* **Supplied records**:
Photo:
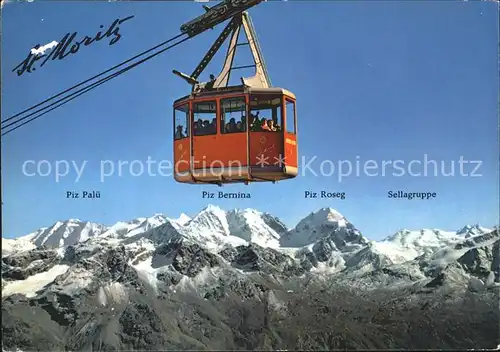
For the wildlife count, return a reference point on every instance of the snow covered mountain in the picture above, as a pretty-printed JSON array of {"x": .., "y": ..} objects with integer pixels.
[{"x": 75, "y": 269}]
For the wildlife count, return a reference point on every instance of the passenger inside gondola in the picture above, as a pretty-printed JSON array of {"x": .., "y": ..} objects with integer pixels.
[{"x": 178, "y": 132}]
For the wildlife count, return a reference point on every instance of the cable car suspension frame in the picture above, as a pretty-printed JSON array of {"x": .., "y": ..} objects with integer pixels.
[{"x": 261, "y": 78}]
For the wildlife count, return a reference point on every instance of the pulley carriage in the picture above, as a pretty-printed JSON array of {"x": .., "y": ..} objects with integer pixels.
[{"x": 227, "y": 134}]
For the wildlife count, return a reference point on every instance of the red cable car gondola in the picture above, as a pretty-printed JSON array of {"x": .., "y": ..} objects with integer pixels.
[{"x": 227, "y": 134}]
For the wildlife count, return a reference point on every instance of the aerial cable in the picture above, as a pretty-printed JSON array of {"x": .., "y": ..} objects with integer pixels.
[{"x": 96, "y": 76}]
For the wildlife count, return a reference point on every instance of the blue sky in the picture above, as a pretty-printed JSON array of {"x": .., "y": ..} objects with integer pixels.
[{"x": 374, "y": 81}]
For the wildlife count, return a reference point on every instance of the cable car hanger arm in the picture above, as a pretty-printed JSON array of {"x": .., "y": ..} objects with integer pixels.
[{"x": 261, "y": 79}]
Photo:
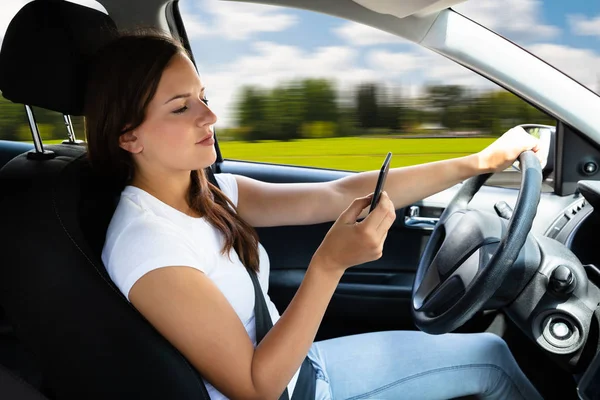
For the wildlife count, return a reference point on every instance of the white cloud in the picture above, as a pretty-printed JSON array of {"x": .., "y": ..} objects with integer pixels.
[
  {"x": 518, "y": 20},
  {"x": 8, "y": 9},
  {"x": 235, "y": 21},
  {"x": 271, "y": 64},
  {"x": 362, "y": 35},
  {"x": 581, "y": 25},
  {"x": 582, "y": 65}
]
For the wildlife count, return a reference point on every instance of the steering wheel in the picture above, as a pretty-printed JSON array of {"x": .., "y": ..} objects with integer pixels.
[{"x": 470, "y": 253}]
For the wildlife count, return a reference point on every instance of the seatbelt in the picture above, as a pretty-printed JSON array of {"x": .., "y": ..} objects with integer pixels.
[{"x": 307, "y": 378}]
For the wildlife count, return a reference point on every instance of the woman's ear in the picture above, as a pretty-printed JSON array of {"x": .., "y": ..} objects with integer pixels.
[{"x": 129, "y": 141}]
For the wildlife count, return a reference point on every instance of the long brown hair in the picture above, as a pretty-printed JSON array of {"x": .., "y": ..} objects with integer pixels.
[{"x": 122, "y": 80}]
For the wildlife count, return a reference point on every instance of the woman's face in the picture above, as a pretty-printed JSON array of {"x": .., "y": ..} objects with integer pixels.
[{"x": 177, "y": 133}]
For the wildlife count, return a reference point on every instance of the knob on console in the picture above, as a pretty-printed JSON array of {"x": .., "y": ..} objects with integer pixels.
[{"x": 562, "y": 280}]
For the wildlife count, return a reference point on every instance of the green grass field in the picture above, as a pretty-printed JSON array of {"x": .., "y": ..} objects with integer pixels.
[{"x": 352, "y": 154}]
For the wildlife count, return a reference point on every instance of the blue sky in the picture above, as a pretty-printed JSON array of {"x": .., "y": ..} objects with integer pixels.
[{"x": 237, "y": 44}]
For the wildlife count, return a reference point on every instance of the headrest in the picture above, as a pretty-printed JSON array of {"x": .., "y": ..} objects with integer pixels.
[{"x": 45, "y": 52}]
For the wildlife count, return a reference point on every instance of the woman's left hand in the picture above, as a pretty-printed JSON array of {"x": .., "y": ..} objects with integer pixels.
[{"x": 504, "y": 151}]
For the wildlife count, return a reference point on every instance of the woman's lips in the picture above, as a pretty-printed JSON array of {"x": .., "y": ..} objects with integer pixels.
[{"x": 208, "y": 141}]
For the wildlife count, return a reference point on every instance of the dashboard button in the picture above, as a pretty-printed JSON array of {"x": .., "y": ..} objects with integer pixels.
[{"x": 560, "y": 330}]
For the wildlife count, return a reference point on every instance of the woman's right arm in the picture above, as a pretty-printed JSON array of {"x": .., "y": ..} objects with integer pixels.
[{"x": 191, "y": 312}]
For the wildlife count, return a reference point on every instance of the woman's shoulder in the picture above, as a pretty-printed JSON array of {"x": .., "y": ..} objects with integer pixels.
[{"x": 141, "y": 218}]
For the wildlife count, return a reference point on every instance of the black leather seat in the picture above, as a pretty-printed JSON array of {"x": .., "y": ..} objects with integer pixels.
[{"x": 89, "y": 341}]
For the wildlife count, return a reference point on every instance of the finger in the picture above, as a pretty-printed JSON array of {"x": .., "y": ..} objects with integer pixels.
[
  {"x": 350, "y": 214},
  {"x": 378, "y": 214},
  {"x": 388, "y": 219}
]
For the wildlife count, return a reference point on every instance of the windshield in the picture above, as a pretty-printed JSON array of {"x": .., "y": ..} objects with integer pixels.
[{"x": 566, "y": 34}]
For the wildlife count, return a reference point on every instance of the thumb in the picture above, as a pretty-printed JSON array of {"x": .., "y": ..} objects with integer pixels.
[{"x": 351, "y": 213}]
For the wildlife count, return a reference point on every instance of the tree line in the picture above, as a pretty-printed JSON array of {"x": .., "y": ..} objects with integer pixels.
[
  {"x": 14, "y": 124},
  {"x": 313, "y": 108}
]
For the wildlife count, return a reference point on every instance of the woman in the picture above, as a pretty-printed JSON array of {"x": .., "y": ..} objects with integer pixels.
[{"x": 177, "y": 246}]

* **Do this**:
Starting at the line of the data that contains "the woman's right" and ending with the last line of the data, arrange those lines as a JSON list of strings with one string per line and no blank lines.

* **Final result**:
[
  "For the wildlife count, return a reference point on every instance of the woman's right arm in the picture above, as a pretty-printed JSON array of {\"x\": .., \"y\": ..} objects with integer pixels.",
  "[{\"x\": 191, \"y\": 312}]",
  "For the wildlife count, return a reference point on every instance of the woman's shoulder in the picture above, as a pretty-printed JSON array of {\"x\": .., \"y\": ..} objects with integer pixels.",
  "[{\"x\": 141, \"y\": 218}]",
  "For the wildlife count, return a reference point on every instance of the black leather seat in the picture above, as a pretty-printed JSON array of {\"x\": .., \"y\": ..} objects with integer pixels.",
  "[{\"x\": 89, \"y\": 341}]",
  "For the wildlife count, return a reference point on every instance of the finger in the picture above, as a pretty-printed JSON array of {\"x\": .., \"y\": ..} objects with integer pixels.",
  "[",
  "  {\"x\": 350, \"y\": 214},",
  "  {\"x\": 378, \"y\": 214},",
  "  {\"x\": 388, \"y\": 219}",
  "]",
  "For the wildlife count, return a reference point on every instance of the windshield in the picture above, as a pretty-printed JSON array of {\"x\": .., \"y\": ..} objects with integer pixels.",
  "[{\"x\": 566, \"y\": 34}]",
  "For the wildlife count, return a reference point on every instance of the thumb in the picture above, as a pretty-printed JSON array of {\"x\": .., \"y\": ..} objects with integer pixels.",
  "[{\"x\": 351, \"y\": 213}]",
  "For the wildlife count, return a reference point on every instance of the tree line in the picture above, as a pretty-printed JSON array of {\"x\": .., \"y\": ..} objects with integer pixels.",
  "[",
  "  {\"x\": 14, \"y\": 124},",
  "  {\"x\": 313, \"y\": 108}",
  "]",
  "For the wildlife count, return a reference point on every instance of the woman in the picture above, as a pretty-printed JSON array of {\"x\": .., \"y\": ..} objects with integer pixels.",
  "[{\"x\": 177, \"y\": 246}]"
]